What you will do: What you give back must match the data exactly, minus the pictures.

Source records:

- - -

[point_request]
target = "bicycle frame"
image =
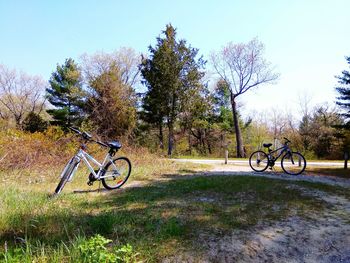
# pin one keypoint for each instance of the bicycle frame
(83, 155)
(284, 148)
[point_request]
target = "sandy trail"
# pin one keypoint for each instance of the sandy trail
(323, 236)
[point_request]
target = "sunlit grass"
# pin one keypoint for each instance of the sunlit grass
(158, 219)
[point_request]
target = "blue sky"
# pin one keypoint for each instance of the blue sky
(306, 40)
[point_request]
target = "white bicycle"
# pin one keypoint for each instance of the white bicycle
(112, 172)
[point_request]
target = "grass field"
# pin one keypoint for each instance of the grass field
(162, 215)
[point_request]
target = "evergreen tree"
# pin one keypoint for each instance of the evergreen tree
(171, 75)
(344, 92)
(111, 104)
(66, 95)
(34, 123)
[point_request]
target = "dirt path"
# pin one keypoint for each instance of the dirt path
(246, 170)
(323, 236)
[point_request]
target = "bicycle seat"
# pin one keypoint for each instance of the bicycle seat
(115, 145)
(267, 145)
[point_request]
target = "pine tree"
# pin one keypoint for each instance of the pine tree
(171, 75)
(66, 95)
(344, 92)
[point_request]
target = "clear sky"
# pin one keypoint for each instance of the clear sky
(306, 40)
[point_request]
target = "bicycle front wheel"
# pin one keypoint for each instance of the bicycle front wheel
(116, 173)
(293, 163)
(67, 172)
(258, 161)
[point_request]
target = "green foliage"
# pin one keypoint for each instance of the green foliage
(172, 75)
(34, 123)
(320, 135)
(111, 104)
(344, 93)
(94, 250)
(66, 94)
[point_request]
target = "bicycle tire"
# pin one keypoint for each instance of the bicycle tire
(119, 183)
(65, 177)
(291, 166)
(260, 160)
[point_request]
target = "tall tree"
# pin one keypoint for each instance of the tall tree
(344, 94)
(171, 73)
(20, 94)
(111, 104)
(66, 94)
(243, 67)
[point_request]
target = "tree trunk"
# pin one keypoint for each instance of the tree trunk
(161, 136)
(171, 138)
(239, 140)
(189, 142)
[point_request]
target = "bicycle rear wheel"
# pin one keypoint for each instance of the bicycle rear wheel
(258, 161)
(293, 163)
(116, 173)
(67, 172)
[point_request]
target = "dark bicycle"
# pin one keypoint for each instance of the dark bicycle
(292, 163)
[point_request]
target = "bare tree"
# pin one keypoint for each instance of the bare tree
(20, 94)
(126, 60)
(242, 67)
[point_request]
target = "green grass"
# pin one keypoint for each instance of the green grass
(160, 219)
(329, 171)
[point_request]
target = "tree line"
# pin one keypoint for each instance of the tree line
(177, 111)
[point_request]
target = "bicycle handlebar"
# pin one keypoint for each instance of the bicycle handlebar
(287, 141)
(75, 130)
(87, 136)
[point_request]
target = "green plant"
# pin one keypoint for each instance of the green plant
(95, 250)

- - -

Answer for this exercise:
[point_request]
target = "bicycle frame"
image =
# pin one keypoint for each instance of the bicycle frame
(83, 155)
(284, 148)
[point_request]
target = "sandy trail"
# pin one keypoint for each instance of the sandy trail
(323, 236)
[point_request]
target = "sunlit grass"
# pin one keypoint for each instance of the sunlit grass
(158, 219)
[point_request]
target = "blue sky"
# pin one keypoint for each instance of the blue sky
(306, 40)
[point_request]
target = "white bicycle"
# pin one keypoint for each instance of the white bicycle
(112, 172)
[point_request]
target = "grass field"
# pin one keypoint for each instance of the grass field
(162, 215)
[point_request]
target = "evergreen tree"
# pin one keypoint for each instance of the evergreen tree
(171, 75)
(344, 92)
(111, 104)
(66, 95)
(34, 123)
[point_request]
target = "dirt path"
# pin one keypoint for each instance of the dirt path
(246, 170)
(323, 236)
[point_request]
target = "bicycle seat"
# pin one keypoint for each instance of the bicycle seat
(115, 145)
(267, 145)
[point_request]
target = "pine tree"
# pin one keypoint for each instance of the pine tree
(171, 75)
(66, 95)
(344, 92)
[point_request]
target = "clear sky"
# pin one keypoint for each instance of the clear sky
(306, 40)
[point_request]
target = "bicycle front wheel"
# pin one keypoint for each instance of the bicycle front wheel
(116, 173)
(293, 163)
(67, 172)
(258, 161)
[point_request]
target = "green foliage"
# pin one keypoint for each instance of the green foliage
(172, 75)
(34, 123)
(320, 135)
(111, 104)
(344, 93)
(94, 250)
(66, 94)
[point_request]
target = "bicycle tire"
# pin one keypoint for each instance of the bicycle tire
(119, 183)
(65, 177)
(291, 166)
(260, 160)
[point_request]
target = "tall tree"
# pin one keypoint for each instance of the tall tree
(344, 94)
(171, 73)
(20, 94)
(111, 104)
(66, 94)
(243, 67)
[point_request]
target = "tree trunk"
# pin one keypoint for each instance of the tree trunk
(161, 136)
(171, 138)
(239, 140)
(189, 142)
[point_request]
target = "bicycle rear wheel"
# pin one keypoint for each instance of the bicycle rear wheel
(258, 161)
(293, 163)
(116, 173)
(67, 172)
[point_request]
target = "dark bicycle"
# pin one keypoint for each instance of the dark bicycle
(292, 163)
[point_request]
target = "bare tree"
# pin one keypoint for each instance of the bare tree
(20, 94)
(126, 60)
(242, 67)
[point_request]
target = "green grass"
# pin one keypoint for each instance of the green grass
(160, 219)
(329, 171)
[point_request]
target = "tree line"
# pin one keypoint for each instance of the tree line
(177, 111)
[point_request]
target = "bicycle handlebar"
# pin one keypoint for each instance of the bicycle handlebar
(287, 141)
(75, 130)
(87, 136)
[point_request]
target = "green plant"
# pin one keypoint for each instance of the green plant
(95, 250)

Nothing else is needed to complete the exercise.